# To be done:
Please edit everything from the line containing "Thank you for the photo above. Could you indicate the lake" down to the line containing "Target: lake" by changing "lake" to "pond", and give those lines back with nothing else altered.

▼

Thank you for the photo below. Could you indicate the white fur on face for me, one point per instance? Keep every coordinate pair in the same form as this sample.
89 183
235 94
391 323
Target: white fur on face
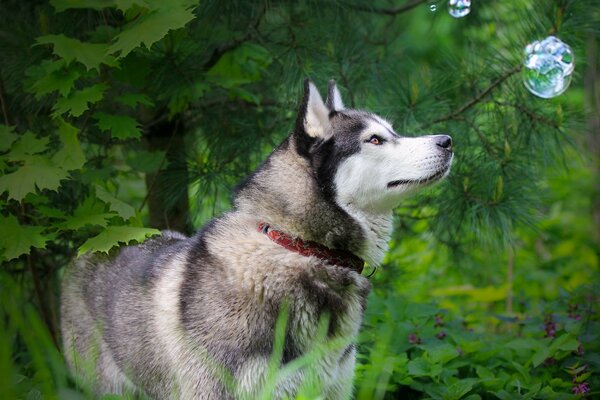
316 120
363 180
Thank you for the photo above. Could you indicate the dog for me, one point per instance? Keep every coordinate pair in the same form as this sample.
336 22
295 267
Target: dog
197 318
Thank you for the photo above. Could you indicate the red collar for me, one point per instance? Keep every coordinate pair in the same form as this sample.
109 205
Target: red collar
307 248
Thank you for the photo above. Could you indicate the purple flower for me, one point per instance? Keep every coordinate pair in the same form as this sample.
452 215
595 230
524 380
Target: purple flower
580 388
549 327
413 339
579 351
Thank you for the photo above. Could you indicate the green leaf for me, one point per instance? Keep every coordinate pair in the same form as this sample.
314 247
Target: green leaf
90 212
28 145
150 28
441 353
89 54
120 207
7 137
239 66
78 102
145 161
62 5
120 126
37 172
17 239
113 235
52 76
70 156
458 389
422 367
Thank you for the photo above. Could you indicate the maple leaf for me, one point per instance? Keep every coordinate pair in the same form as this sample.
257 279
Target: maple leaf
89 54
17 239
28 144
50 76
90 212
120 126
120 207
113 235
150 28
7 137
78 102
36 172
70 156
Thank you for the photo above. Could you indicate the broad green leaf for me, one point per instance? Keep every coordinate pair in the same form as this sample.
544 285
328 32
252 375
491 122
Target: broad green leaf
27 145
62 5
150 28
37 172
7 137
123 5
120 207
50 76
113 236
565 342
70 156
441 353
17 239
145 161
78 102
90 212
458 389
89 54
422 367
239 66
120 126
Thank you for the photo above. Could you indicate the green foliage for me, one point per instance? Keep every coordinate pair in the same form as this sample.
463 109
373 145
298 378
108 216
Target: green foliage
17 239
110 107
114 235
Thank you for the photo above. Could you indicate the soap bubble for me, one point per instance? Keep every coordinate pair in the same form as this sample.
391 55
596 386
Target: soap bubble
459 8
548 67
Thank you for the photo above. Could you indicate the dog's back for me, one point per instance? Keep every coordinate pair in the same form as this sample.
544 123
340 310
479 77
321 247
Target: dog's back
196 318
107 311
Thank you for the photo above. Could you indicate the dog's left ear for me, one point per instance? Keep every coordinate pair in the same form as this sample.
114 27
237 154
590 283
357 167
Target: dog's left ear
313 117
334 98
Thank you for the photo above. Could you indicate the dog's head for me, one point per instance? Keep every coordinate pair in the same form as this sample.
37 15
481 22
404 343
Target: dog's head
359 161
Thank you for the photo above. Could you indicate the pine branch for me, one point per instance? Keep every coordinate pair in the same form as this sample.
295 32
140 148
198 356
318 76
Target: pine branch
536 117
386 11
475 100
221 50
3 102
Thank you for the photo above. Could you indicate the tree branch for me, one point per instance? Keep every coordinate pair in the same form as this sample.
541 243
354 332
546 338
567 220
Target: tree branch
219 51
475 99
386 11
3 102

▲
▼

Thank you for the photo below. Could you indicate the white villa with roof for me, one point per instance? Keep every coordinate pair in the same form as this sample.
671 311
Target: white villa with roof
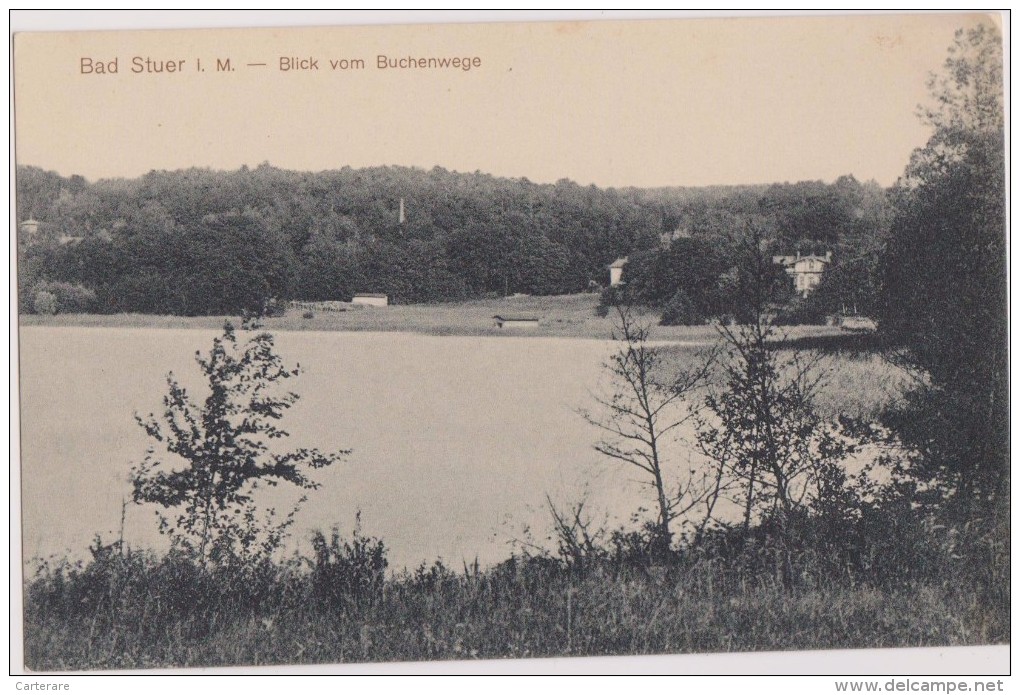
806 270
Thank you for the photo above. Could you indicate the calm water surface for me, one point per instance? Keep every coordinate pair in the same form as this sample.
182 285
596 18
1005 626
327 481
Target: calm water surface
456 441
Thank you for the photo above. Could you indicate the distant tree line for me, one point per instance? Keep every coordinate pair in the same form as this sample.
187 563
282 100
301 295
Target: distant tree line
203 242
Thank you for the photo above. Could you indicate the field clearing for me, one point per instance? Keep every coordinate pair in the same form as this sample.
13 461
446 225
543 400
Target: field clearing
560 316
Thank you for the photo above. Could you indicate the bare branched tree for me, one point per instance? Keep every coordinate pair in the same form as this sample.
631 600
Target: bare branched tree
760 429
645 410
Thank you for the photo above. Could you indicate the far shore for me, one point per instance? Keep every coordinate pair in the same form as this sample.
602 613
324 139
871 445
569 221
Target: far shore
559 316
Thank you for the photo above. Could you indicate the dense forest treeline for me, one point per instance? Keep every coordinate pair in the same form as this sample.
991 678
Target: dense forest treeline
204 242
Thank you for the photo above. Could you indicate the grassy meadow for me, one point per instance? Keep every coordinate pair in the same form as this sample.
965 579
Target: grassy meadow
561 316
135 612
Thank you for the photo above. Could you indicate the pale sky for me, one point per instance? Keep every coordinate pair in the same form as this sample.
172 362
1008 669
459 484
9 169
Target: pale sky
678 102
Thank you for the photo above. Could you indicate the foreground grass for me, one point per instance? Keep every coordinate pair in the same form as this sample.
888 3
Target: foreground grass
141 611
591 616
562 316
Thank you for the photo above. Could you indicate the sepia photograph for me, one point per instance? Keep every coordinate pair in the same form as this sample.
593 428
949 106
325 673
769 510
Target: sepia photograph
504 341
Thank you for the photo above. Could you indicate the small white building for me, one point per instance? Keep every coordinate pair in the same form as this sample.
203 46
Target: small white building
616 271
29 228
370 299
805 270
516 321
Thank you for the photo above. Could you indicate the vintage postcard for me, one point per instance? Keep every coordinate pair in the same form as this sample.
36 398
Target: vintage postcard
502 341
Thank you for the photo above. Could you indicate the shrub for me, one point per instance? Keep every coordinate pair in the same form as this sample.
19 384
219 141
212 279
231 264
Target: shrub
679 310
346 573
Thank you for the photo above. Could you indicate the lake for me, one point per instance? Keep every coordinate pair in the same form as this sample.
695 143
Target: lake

▲

# Solution to this problem:
Thank you for the photo above. Could you indicate the pond for me, one point per instance? Keep every coordinate pair in the same form as this sample.
695 143
Target: pond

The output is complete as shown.